- _DOCUMENT EXCERPT_:
# # # # #

Perception-SLAM Map Reliability Evidence Case
Last updated: 2026-05-09
Purpose
This evidence case defines the safety argument and artifact package required to release a perception-SLAM stack and its HD/localization map for airside autonomous ground vehicle operation. It treats map reliability as a safety property: the vehicle must localize, perceive, and reason about free space without being misled by stale infrastructure, transient aircraft/GSE, sensor corruption, map ghosts, or uncalibrated uncertainty.
This file is the top-level evidence wrapper for:
- Perception-SLAM statistical validity protocol
- Uncertainty calibration and release gates
- Perception-SLAM corruption and fault injection protocol
- SLAM map benchmark protocol
- Perception-SLAM fleet data contract
- Safety-case evidence traceability
- Failure modes analysis
- Shadow mode validation
Safety Claim
Claim MSR-1: For the approved airside ODD, the released perception-SLAM stack and map package provide localization, obstacle interpretation, static-world representation, and uncertainty signals that are reliable enough to support the operational safety case.
This claim is accepted only when the evidence below is complete, reproducible, and traceable to a specific vehicle configuration, map version, software build, sensor calibration, ODD, and release gate decision.

# # # # #

[Entries from a pointing dataset]
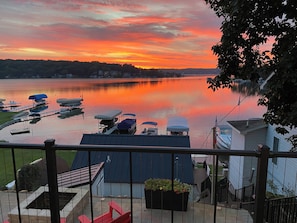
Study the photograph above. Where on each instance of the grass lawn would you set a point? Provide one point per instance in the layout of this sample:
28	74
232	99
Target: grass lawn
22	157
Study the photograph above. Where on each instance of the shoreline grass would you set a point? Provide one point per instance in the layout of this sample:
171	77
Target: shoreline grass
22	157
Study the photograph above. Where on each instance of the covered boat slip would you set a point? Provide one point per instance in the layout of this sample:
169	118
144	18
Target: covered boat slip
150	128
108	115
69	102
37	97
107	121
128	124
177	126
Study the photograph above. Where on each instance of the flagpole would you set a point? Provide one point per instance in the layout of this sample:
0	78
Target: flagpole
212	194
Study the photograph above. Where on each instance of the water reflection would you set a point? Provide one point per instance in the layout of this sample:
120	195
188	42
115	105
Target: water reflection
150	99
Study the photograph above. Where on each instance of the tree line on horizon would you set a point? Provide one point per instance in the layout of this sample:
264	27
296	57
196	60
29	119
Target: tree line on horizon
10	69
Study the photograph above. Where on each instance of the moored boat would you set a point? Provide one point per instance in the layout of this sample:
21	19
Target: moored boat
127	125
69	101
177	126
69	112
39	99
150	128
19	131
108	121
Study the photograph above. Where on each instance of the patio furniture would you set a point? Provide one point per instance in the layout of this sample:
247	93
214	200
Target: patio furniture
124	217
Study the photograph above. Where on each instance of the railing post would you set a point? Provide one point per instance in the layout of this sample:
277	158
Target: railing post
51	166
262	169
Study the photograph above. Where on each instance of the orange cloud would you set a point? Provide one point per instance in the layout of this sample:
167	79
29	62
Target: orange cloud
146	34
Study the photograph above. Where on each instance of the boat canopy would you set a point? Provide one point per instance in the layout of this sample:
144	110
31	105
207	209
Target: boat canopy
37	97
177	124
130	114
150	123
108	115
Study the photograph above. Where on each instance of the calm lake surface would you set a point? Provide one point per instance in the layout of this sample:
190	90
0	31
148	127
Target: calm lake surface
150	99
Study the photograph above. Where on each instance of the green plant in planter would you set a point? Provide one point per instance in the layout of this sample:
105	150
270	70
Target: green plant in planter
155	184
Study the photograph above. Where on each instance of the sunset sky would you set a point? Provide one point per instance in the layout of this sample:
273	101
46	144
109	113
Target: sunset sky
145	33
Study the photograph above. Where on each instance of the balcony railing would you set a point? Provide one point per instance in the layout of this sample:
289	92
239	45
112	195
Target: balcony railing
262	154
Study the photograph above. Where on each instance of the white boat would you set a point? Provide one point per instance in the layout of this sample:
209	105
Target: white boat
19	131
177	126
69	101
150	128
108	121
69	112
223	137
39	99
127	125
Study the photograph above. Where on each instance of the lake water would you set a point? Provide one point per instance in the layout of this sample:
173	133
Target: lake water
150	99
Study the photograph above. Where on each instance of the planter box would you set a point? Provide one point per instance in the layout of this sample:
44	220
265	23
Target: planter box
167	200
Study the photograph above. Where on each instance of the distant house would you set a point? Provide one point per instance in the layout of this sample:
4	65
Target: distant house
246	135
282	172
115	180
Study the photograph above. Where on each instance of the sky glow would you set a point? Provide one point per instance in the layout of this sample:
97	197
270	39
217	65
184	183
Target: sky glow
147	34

# # # # #

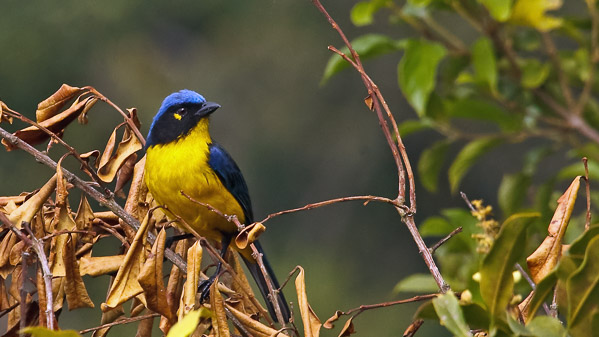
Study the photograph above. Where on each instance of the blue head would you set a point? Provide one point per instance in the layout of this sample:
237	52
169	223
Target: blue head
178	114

# # # # #

- _TO-DO LIST_:
**A)** Copy everything in the map reliability evidence case from "This claim is" down to "release gate decision.".
**B)** According to the map reliability evidence case, on what date was the file last updated?
**C)** List every item that the map reliability evidence case says it serves as the top-level evidence wrapper for.

- _RESPONSES TO THE EXERCISE_:
**A)**
This claim is accepted only when the evidence below is complete, reproducible, and traceable to a specific vehicle configuration, map version, software build, sensor calibration, ODD, and release gate decision.

**B)** 2026-05-09

**C)**
- Perception-SLAM statistical validity protocol
- Uncertainty calibration and release gates
- Perception-SLAM corruption and fault injection protocol
- SLAM map benchmark protocol
- Perception-SLAM fleet data contract
- Safety-case evidence traceability
- Failure modes analysis
- Shadow mode validation